(Bounding-box data)
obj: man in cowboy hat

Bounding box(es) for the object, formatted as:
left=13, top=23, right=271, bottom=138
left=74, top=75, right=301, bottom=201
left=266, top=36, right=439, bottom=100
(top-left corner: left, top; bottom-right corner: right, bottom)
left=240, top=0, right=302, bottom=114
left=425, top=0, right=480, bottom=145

**Directions:** Report every line of the data above that contains the word "bottom", copying each such line in full.

**Answer to the problem:**
left=13, top=23, right=271, bottom=138
left=74, top=75, right=301, bottom=201
left=266, top=36, right=439, bottom=100
(top-left corner: left, top; bottom-right corner: right, bottom)
left=240, top=0, right=302, bottom=114
left=425, top=0, right=480, bottom=145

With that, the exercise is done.